──────── Kutipan Halaman

MK Batalkan Kemenangan Bupati Terpilih Orien Riwu

Hakim Ketua MK Anwar Usman

KBRN Jakarta: Mahkamah Konstitusi (MK) kembali menggelar sidang sengketa Pemilihan Kepala Daerah Sabu Raijua Tahun 2020 pada Kamis (15/4/2021). Sidang dipimpin oleh Hakim MK Anwar Usman   dengan agenda Putusan MK soal sengketa Pilkada Sabu Raijua 2020

Dalam putusannya ketua Hakim Konstitusi Anwar Usman menyatakan mendiskualifikasi Orien Riwu Kore dan pasangannya 

"Menyatakan diskualifikasi pasangan calon  nomor urut 2 (Orient Patriot Riwu Kore dan Thabius Uly) dari kepersertaan dalam pemilihan bupati dan wakil bupati Kabupaten Sabu Raijua tahun 2020," kata Anwar Usman dalam Amar Putusan di MK.

Selain itu Majelis Hakim juga membatalkan ketetapan KPUD Kabupaten Sabu Raijua.

"Menyatakan batal keputusan Komisi pemilihan umum  kabupaten sabu raijua Nomor 342/HK.03.1-Kpt/5320/KPU-kab /XII/2020 tentang penetapan rekapitulasi hasil perhitungan suara pemilihan bupati dan wakil bupati sabu raijua tahun 2020, per tanggal 16 desember 2020," jelasnya.

────────────────
──────── Data

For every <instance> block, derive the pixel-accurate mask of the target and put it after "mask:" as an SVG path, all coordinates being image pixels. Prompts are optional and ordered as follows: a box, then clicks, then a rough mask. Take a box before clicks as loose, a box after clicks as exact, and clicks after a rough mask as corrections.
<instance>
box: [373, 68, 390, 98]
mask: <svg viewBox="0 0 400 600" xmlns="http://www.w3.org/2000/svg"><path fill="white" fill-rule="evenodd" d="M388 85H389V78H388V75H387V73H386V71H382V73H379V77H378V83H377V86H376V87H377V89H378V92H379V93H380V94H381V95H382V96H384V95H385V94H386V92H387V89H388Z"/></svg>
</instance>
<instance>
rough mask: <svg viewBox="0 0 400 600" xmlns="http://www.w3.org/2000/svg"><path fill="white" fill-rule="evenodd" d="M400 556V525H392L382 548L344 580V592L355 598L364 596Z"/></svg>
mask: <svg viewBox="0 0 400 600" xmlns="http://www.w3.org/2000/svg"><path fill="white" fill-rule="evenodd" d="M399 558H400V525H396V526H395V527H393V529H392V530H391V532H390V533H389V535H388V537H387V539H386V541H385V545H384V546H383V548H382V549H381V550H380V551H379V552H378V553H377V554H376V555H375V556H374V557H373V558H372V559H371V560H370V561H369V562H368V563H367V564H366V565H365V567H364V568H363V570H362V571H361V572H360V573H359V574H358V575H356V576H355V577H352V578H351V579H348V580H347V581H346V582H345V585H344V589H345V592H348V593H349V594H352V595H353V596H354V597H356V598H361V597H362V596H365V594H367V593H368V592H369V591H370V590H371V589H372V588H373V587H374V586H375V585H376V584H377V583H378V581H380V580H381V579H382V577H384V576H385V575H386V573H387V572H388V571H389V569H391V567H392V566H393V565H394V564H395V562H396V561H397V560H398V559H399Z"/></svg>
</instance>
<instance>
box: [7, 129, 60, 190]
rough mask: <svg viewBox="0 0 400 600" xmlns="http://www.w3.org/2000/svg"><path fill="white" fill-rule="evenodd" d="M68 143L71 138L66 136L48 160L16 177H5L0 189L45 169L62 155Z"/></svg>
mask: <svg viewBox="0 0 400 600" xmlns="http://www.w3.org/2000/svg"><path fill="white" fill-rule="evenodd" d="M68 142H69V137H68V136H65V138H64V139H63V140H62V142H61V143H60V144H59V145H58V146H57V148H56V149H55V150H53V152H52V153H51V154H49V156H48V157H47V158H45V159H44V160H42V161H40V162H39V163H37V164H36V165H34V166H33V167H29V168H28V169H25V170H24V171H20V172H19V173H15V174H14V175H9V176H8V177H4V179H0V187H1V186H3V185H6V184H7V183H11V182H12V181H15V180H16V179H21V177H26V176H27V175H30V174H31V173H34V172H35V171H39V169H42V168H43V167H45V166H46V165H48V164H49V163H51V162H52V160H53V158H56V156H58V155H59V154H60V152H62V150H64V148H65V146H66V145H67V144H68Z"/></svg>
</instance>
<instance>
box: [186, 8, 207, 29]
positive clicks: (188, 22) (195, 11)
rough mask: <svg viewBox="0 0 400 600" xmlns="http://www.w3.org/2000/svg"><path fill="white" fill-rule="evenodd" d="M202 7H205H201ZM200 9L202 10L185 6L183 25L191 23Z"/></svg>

────────────────

▸ Perintah: Salin tanpa perubahan bagian kutipan halaman tentang putusan MK, dari "Hakim Ketua MK" hingga dan termasuk "Kabupaten Sabu Raijua.". Baris-baris data tidak digunakan di sini.

▸ Hasil:
Hakim Ketua MK Anwar Usman

KBRN Jakarta: Mahkamah Konstitusi (MK) kembali menggelar sidang sengketa Pemilihan Kepala Daerah Sabu Raijua Tahun 2020 pada Kamis (15/4/2021). Sidang dipimpin oleh Hakim MK Anwar Usman   dengan agenda Putusan MK soal sengketa Pilkada Sabu Raijua 2020

Dalam putusannya ketua Hakim Konstitusi Anwar Usman menyatakan mendiskualifikasi Orien Riwu Kore dan pasangannya 

"Menyatakan diskualifikasi pasangan calon  nomor urut 2 (Orient Patriot Riwu Kore dan Thabius Uly) dari kepersertaan dalam pemilihan bupati dan wakil bupati Kabupaten Sabu Raijua tahun 2020," kata Anwar Usman dalam Amar Putusan di MK.

Selain itu Majelis Hakim juga membatalkan ketetapan KPUD Kabupaten Sabu Raijua.